Consignes:
**1.** Redonnez sans rien y changer le passage du texte sur la fusion Aérospatiale-Matra-DASA qui va de « A. LES DIFFICULTÉS » jusqu'à « un projet viable. ».
**2.** Poursuivez le texte sur la fusion Aérospatiale-Matra-DASA à partir de l'endroit où il s'arrête.

Texte à lire:
※

II. LA FUSION AÉROSPATIALE-MATRA-DASA, UNE ÉTAPE MAJEURE VERS L'UNIFICATION AÉRONAUTIQUE EUROPÉENNE ?
Les
objectifs fixés par les responsables politiques européens
n'avaient pas été atteints lorsque votre commission des finances
avait adopté le rapport précité.
Les obstacles aux processus d'intégration envisagés n'avaient pas
été surmontés. Certaines initiatives malheureuses avaient
de surcroît contrarié l'aboutissement nécessaire des
restructurations.
Ayant évalué les difficultés à surmonter, votre
commission avait formulé plusieurs recommandations. La naissance de la
société européenne d'aéronautique de défense
et spatial (EADS) a constitué depuis une annonce majeure dont les suites
méritent examen.
A. LES DIFFICULTÉS D'UNE UNIFICATION AÉRONAUTIQUE EUROPÉENNE DEVAIENT ÊTRE SURMONTÉES
Il était apparu à votre commission que malgré d'immenses difficultés, l'unification de l'aéronautique européenne était un projet viable.
1. Les problèmes tenant à la diversité des entreprises
Les entreprises européennes présentent des caractéristiques propres qui rendent leur union difficile. Mais, s'il serait vain de nier leurs différences, il est dangeureux de les exalter.
a) Des actionnariats disparates
Le point
d'achoppement principal est venu de la question de la structure de
l'actionnariat de la future EADC. Sous-jacente à cette question, le
problème de la valorisation des apports de chacun n'a été
abordé que de façon incidente.
Le constat d'une grande hérérogénéité des
structures d'actionnariat des différentes entreprises concernées
peut être formulé simplement. A l'époque de la confection
du rapport :
Aérospatiale
était détenue à 99 % par
l'Etat français (directement ou indirectement).

※

Données enregistrées:
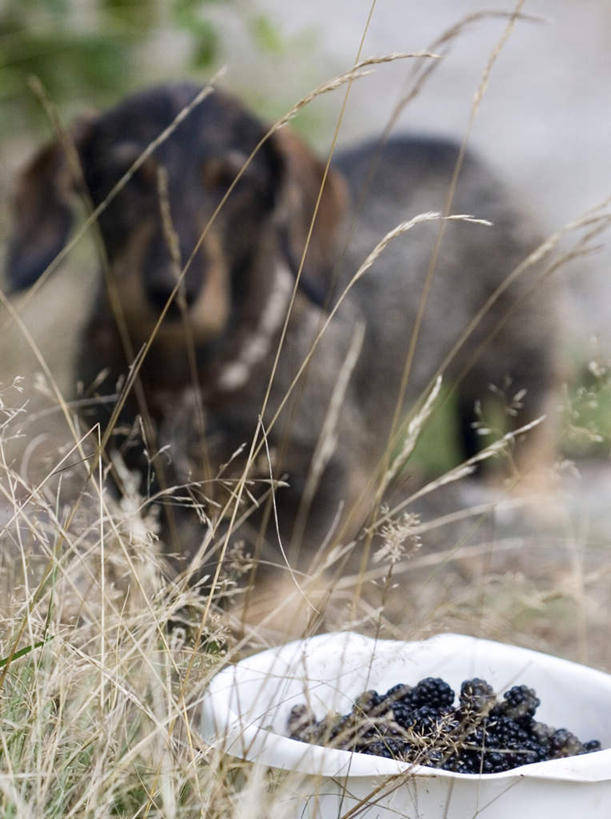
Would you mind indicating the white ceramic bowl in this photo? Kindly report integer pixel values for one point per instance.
(246, 707)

※

Réponses:
**1.**
A. LES DIFFICULTÉS D'UNE UNIFICATION AÉRONAUTIQUE EUROPÉENNE DEVAIENT ÊTRE SURMONTÉES
Il était apparu à votre commission que malgré d'immenses difficultés, l'unification de l'aéronautique européenne était un projet viable.

**2.**
BAe
était totalement privée, et cotée en bourse,
avec des actionnaires très diversifiés sans actionnaire de
" référence ". Le Gouvernement britannique disposait
d'une action avec droit de véto (" golden share ")
limité essentiellement à la détention d'actions par des
étrangers à hauteur de 49,5 %.
CASA
était détenue à 99% par l'Etat espagnol, le
gouvernement espagnol ayant l'intention de privatiser la société,
sans en avoir encore décidé les conditions.
DASA
était controlée par des actionnaires
privés (environ 94 % par Daimler-Benz AG, 6 % par Freie und Hansestadt
Hamburg et d'autres actionnaires privés minoritaires), le Gouvernement
allemand ne détenant aucune action avec droit de véto.
Cette diversité des formes d'actionnariat a fait naître des
divergences entre les industriels portant sur la conception de l'actionnariat
de la future EADC.
BAe et CASA
ont pu considéré que celui-ci devait reposer sur
la base d'un actionnariat distribué et d'investisseurs institutionnels.
Cette conception repose sur l'idée que l'intérêt des
actionnaires pour l'entreprise est d'une nature financière, la direction
de la société étant redevable devant les actionnaires des
bonnes performances économiques sans que ceux-ci n'interviennent dans la
direction des affaires au delà des questions pour lesquelles les
règles boursières exigent une présentation à
l'assemblée des actionnaires.
De leur côté,
les actionnaires de DASA et
d'Aérospatiale
ont pu conditionner la fusion de leurs actifs
à la conservation de la propriété directe de leur
participation sans dilution des droits attachés aux actions.
Mais, d'importants progrès vers la résolution des
difficultés sont intervenus avec la cession par l'Etat d'une part
majoritaire du capital d'Aérospatiale et l'entrée dans le groupe
d'un actionnaire privilégié extérieur au secteur public et
doté de prérogatives importantes de gestion.
b) L'évaluation des actifs
Un
autre conflit latent est apparu, sans être examiné au fond, celui
portant sur la valorisation des actifs apportés par les
différents industriels, valorisation constituant en elle-même une
variable décisive pour déterminer les droits des actionnaires
dans la future entreprise unifiée.
En effet, si les industriels ont posé le principe selon lequel les
actionnaires actuels des sociétés partenaires devraient pouvoir
conserver au moins la valeur complète de leurs parts, ce principe
demande à être complété par des réponses
apportées à la question des méthodes de valorisation de
ces actifs.
Or, l'exigence posée par BAe de voir retenue pour évaluer ses
apports la capitalisation boursière de l'entreprise, concept non
extensible à DASA qui n'est pas cotée ni " a fortiori "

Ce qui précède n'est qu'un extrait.